Data section
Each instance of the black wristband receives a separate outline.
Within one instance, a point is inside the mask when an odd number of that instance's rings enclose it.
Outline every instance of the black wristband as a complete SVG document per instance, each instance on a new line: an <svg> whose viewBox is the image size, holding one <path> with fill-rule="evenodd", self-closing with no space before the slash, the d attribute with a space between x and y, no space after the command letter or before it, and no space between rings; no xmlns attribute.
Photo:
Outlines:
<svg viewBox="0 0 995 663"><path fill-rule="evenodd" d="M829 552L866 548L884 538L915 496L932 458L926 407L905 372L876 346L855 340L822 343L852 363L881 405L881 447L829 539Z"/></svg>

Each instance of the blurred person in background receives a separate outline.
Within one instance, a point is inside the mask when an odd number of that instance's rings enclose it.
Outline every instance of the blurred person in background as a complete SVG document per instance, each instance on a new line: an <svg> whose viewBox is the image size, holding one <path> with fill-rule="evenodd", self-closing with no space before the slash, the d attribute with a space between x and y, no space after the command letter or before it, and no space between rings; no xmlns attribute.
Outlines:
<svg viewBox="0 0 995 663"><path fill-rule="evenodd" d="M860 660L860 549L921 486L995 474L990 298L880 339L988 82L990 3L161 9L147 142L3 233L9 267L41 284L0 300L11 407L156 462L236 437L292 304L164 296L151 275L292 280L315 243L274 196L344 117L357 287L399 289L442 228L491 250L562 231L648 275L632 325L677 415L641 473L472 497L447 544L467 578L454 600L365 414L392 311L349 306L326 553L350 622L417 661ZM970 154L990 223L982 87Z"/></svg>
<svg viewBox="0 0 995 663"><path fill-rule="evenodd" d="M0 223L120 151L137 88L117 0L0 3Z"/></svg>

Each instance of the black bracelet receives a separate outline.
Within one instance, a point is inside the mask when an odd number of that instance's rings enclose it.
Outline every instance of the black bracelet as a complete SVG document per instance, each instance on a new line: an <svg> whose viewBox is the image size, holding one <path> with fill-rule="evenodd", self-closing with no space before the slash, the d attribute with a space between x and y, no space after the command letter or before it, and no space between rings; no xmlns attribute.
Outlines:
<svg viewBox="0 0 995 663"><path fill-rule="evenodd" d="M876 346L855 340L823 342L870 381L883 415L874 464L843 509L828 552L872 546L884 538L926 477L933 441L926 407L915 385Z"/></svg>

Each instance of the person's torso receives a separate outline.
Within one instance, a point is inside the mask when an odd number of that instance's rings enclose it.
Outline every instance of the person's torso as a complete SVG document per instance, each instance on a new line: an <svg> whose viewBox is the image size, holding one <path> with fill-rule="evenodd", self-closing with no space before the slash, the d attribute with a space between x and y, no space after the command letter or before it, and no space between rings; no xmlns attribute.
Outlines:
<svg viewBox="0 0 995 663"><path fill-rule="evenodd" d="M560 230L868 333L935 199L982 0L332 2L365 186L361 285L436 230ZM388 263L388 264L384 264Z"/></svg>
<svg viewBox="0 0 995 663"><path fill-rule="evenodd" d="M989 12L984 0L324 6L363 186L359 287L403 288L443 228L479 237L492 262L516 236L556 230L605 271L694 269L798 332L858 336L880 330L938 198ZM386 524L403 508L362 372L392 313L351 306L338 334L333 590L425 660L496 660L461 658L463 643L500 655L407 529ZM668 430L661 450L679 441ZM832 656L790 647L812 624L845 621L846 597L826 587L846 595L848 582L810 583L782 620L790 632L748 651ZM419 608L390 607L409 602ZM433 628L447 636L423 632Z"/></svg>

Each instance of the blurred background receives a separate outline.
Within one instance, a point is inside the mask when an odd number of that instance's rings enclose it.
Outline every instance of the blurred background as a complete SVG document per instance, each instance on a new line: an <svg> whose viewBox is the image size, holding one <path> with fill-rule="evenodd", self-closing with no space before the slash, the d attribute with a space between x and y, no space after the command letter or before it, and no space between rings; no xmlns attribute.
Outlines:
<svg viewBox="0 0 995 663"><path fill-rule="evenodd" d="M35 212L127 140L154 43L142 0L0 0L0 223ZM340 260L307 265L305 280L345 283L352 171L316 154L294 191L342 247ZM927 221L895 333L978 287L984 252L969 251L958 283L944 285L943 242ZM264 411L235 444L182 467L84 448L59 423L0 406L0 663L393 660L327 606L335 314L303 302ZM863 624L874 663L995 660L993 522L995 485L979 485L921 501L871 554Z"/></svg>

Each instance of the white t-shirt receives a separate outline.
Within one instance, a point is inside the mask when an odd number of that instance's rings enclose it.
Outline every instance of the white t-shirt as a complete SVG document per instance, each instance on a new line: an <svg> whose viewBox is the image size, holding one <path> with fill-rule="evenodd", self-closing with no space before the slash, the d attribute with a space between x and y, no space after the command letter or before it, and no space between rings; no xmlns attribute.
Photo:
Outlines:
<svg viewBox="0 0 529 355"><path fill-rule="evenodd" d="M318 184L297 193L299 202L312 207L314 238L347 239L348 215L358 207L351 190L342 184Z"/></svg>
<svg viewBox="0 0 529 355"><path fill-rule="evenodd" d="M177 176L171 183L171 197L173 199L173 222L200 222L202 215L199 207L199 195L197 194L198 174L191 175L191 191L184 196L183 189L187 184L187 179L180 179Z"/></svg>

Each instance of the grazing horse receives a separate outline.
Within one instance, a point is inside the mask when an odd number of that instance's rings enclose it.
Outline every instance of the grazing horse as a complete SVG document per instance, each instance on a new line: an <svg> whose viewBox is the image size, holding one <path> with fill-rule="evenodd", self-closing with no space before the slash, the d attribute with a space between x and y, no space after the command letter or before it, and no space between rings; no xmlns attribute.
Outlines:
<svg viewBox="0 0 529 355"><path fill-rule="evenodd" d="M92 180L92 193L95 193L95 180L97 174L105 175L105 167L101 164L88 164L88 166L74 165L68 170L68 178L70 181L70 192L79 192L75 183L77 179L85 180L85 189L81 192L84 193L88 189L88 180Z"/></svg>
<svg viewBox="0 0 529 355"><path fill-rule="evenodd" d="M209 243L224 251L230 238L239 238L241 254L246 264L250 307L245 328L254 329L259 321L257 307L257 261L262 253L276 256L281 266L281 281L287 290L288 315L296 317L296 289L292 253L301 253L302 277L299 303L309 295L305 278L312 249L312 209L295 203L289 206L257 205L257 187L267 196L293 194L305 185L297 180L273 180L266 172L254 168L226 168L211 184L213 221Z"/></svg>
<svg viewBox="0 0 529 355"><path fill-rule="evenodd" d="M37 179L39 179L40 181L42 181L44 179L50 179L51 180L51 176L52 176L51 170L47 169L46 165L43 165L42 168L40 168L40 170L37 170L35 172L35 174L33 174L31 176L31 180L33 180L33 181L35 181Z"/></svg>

About this task
Please tally the lines of the data in which the string "shirt" appears and write only the total.

Final answer
2